start
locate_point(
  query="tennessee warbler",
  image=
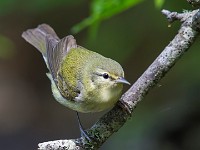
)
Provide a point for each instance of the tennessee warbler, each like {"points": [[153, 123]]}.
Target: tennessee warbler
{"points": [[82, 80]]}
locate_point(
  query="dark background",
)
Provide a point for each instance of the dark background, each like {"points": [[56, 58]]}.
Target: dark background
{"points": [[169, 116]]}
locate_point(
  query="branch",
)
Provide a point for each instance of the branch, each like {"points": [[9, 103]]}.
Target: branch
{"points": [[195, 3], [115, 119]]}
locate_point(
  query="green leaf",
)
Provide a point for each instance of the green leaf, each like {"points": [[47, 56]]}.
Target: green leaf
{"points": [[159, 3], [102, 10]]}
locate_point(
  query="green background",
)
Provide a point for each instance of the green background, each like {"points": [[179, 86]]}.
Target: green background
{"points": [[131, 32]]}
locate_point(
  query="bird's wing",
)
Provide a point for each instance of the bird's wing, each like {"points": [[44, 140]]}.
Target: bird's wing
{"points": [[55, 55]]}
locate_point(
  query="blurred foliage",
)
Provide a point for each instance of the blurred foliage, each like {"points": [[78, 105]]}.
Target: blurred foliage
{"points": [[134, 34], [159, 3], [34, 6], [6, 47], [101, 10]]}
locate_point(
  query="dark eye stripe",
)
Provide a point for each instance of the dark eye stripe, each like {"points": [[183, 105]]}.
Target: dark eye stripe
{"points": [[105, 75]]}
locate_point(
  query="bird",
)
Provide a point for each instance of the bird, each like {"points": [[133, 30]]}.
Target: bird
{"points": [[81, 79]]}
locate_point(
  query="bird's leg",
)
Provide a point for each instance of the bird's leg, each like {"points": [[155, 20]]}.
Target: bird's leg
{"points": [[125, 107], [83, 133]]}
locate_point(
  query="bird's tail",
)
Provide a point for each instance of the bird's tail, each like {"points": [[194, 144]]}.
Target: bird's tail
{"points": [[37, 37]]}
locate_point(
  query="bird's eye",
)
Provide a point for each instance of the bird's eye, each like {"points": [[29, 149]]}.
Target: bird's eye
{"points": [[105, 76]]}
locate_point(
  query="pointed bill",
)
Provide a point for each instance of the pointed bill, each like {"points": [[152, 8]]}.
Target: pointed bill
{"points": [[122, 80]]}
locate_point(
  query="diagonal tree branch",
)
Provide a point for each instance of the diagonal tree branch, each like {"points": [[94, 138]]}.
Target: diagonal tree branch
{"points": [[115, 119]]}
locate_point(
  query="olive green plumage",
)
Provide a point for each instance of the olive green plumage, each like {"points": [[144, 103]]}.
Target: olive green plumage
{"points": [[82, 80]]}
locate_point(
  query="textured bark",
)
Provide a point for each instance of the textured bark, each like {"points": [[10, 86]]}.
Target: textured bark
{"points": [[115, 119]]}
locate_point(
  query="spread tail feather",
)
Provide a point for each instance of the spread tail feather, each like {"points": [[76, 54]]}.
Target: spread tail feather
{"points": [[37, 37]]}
end
start
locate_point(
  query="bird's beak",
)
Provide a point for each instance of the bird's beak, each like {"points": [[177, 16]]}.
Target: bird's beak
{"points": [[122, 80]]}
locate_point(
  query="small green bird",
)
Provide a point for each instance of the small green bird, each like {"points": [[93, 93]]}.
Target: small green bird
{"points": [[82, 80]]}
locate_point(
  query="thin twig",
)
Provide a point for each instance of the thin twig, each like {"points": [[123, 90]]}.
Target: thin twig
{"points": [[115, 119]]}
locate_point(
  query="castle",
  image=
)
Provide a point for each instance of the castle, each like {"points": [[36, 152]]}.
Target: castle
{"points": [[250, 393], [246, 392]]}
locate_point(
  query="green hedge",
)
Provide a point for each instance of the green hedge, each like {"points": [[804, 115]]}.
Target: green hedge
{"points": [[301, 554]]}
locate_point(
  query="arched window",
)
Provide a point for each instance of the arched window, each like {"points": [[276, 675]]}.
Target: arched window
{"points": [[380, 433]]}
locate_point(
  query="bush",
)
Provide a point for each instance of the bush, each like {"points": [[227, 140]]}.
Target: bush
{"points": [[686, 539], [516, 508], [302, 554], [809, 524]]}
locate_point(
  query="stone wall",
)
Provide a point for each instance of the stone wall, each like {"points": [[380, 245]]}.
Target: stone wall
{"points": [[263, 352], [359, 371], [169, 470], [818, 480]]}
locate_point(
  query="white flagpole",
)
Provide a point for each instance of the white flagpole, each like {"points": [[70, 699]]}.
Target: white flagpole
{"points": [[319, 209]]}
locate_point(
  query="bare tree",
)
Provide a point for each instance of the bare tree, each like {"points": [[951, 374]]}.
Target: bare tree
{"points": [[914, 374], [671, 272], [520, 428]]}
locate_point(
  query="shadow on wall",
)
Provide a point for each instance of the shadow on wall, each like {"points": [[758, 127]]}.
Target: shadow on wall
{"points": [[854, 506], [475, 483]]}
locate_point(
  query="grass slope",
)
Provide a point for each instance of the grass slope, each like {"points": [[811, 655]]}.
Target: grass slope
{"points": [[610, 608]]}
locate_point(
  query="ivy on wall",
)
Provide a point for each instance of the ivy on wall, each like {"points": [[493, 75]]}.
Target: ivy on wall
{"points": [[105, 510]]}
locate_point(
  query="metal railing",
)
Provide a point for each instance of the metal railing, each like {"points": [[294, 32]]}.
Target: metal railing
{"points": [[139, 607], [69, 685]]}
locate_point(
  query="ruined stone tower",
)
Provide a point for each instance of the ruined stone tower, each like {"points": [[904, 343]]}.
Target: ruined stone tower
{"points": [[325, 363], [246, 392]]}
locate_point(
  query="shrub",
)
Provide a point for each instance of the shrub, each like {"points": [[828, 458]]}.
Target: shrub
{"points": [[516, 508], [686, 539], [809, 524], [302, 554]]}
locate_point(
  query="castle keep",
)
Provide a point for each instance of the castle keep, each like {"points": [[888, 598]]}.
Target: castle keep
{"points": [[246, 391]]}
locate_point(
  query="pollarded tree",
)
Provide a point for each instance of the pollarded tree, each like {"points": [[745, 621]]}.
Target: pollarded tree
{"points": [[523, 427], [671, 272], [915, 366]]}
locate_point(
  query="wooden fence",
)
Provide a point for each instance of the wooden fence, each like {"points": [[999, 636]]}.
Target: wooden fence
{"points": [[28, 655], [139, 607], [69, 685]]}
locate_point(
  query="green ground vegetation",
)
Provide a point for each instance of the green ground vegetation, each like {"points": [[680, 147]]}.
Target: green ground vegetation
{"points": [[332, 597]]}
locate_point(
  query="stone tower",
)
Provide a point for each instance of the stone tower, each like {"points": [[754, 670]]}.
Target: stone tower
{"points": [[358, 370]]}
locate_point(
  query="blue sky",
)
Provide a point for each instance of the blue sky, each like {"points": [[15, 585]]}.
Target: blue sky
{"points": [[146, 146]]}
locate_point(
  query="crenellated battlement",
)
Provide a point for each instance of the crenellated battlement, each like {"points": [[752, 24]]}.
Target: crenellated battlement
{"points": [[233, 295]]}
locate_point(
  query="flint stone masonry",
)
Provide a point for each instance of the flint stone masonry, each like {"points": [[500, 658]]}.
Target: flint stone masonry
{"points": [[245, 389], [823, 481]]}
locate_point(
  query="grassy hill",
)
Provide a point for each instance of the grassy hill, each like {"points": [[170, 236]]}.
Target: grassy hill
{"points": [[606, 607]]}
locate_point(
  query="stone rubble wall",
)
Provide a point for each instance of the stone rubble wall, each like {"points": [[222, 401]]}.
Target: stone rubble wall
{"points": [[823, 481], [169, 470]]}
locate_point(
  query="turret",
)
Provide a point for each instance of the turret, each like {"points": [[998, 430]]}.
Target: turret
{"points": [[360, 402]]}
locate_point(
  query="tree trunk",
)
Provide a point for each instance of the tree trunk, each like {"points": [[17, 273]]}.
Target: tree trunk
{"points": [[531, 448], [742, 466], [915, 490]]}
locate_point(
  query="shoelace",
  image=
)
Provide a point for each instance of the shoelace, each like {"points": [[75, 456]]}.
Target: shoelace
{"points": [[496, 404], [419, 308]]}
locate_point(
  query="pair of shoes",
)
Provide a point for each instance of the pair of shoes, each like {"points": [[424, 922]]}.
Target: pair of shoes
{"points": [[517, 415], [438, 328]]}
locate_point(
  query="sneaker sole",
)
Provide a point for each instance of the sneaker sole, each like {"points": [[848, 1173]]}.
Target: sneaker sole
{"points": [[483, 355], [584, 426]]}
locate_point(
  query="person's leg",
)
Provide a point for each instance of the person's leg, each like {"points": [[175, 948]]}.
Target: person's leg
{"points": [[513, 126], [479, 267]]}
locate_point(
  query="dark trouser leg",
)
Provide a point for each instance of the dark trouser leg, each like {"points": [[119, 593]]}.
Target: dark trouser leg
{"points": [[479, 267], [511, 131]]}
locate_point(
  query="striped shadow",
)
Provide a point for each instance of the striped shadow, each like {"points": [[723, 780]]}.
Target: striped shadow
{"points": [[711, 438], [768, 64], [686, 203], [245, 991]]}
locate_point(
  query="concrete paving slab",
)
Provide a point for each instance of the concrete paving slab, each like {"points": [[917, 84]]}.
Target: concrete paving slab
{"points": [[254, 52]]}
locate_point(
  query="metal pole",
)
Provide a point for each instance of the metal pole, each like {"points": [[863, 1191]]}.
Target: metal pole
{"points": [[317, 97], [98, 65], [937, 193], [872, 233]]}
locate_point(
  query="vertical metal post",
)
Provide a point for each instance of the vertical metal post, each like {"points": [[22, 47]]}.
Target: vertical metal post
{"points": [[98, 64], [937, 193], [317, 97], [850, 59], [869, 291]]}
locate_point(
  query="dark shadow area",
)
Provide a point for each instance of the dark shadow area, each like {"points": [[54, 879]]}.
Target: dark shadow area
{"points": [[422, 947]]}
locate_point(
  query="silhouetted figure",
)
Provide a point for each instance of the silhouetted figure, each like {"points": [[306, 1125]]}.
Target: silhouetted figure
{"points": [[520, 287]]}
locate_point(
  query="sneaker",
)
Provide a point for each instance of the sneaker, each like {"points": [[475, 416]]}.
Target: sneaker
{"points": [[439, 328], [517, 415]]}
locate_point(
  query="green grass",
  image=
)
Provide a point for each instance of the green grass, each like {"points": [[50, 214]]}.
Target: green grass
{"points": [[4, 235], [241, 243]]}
end
start
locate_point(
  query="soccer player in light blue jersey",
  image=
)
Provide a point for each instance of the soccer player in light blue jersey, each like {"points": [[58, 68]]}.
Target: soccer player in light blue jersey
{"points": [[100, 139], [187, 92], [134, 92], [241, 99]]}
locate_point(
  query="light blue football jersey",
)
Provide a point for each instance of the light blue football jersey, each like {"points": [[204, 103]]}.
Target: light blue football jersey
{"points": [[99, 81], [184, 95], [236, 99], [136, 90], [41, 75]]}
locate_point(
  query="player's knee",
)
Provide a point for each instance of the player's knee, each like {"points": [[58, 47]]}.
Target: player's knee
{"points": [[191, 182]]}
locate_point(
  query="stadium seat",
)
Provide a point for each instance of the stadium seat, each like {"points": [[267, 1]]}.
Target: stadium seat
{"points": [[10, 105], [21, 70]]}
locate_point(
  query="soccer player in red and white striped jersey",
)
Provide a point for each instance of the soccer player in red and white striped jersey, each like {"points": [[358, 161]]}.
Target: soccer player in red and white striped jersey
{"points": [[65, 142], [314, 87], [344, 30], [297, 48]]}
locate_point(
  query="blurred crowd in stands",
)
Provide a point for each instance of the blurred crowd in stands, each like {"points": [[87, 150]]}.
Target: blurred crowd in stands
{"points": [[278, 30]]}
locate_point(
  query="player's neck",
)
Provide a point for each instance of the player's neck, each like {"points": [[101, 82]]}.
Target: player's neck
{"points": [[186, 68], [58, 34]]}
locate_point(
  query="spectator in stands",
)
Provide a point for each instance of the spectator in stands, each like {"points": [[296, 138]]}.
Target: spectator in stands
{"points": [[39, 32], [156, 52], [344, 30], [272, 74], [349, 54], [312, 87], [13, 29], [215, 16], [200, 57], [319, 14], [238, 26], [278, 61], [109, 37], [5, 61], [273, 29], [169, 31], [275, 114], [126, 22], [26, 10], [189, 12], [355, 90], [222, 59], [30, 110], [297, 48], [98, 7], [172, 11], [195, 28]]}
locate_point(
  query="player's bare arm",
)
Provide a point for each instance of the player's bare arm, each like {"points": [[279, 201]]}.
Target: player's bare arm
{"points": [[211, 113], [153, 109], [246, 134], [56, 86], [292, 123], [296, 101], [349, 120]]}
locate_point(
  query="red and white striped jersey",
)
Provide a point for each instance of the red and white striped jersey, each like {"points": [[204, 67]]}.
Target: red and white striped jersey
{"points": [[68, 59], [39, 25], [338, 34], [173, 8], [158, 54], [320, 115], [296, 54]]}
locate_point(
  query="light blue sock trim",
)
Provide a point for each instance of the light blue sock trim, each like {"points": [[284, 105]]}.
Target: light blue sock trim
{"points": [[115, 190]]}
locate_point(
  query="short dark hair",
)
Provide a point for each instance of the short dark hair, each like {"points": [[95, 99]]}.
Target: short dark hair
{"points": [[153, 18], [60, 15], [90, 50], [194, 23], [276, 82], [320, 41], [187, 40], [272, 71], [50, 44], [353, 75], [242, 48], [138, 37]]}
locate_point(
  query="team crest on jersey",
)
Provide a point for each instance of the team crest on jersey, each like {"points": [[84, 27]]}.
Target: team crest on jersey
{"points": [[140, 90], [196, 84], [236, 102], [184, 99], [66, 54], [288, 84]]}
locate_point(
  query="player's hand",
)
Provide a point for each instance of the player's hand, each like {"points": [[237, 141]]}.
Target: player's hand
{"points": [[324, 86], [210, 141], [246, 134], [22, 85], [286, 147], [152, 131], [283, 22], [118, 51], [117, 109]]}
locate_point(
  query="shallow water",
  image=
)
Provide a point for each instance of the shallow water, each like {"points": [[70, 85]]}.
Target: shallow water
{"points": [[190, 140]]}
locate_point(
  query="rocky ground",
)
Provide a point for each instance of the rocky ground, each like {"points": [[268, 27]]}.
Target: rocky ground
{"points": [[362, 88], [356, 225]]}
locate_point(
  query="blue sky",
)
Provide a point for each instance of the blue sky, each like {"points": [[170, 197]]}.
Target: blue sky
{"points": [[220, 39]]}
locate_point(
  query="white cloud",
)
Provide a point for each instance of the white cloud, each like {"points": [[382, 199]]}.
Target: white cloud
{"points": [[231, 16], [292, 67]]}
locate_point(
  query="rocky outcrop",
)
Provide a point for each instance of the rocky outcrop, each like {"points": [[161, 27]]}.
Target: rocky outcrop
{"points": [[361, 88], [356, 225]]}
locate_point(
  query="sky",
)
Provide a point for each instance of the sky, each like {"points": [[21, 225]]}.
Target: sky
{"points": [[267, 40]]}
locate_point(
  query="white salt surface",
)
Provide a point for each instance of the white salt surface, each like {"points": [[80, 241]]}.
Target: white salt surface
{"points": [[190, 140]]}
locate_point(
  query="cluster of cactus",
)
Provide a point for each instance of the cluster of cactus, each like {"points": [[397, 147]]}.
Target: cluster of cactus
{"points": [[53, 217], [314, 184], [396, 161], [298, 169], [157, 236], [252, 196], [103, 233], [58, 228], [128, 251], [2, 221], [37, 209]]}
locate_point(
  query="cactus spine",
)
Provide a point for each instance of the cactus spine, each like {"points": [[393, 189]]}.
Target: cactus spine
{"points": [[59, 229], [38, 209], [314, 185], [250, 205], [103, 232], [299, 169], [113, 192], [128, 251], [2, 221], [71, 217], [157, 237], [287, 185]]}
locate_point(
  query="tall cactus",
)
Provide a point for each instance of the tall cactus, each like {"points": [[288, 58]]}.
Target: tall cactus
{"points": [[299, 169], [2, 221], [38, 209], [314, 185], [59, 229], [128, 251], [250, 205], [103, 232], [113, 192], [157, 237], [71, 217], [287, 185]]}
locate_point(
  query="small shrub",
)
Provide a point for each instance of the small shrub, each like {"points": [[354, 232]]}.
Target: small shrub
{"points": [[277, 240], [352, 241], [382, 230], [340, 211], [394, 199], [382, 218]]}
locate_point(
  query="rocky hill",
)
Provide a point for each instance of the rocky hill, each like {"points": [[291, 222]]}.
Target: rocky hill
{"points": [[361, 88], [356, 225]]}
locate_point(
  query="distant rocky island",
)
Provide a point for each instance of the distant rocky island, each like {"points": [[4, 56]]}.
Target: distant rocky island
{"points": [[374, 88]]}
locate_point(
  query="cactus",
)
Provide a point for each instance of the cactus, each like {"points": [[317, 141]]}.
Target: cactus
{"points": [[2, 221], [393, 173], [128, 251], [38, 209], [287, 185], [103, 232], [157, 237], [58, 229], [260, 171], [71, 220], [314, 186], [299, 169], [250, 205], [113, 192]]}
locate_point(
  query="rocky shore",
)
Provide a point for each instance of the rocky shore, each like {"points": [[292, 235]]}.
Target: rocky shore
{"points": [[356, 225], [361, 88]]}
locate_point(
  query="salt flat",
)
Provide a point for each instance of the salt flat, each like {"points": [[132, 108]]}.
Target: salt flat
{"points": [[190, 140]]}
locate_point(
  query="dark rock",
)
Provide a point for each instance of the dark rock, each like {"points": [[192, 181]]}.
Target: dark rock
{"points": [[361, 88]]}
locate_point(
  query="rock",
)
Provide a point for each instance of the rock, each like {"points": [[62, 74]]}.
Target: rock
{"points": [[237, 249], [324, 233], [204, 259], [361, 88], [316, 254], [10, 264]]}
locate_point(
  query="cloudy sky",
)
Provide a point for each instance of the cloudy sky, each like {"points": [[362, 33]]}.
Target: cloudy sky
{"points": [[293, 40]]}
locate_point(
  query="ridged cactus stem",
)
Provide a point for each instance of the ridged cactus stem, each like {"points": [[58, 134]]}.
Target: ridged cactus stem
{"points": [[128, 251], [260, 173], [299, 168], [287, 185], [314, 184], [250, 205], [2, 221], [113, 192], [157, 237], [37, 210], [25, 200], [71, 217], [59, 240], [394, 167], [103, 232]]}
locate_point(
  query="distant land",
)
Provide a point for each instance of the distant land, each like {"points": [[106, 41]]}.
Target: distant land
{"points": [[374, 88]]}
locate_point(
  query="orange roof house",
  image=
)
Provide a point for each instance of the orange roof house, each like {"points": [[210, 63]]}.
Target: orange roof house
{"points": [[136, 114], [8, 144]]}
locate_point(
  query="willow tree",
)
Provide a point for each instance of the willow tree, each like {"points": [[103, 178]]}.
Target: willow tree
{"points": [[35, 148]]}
end
Pull out each line of the listing above that contains the string "sneaker", and copy those lines unchanged.

  query="sneaker sole",
Provide a point for each instance of the sneaker sole, each like {"points": [[848, 1173]]}.
Target: sneaker sole
  query="sneaker",
Provide a point for each instance of the sneaker, each like {"points": [[475, 416]]}.
Target: sneaker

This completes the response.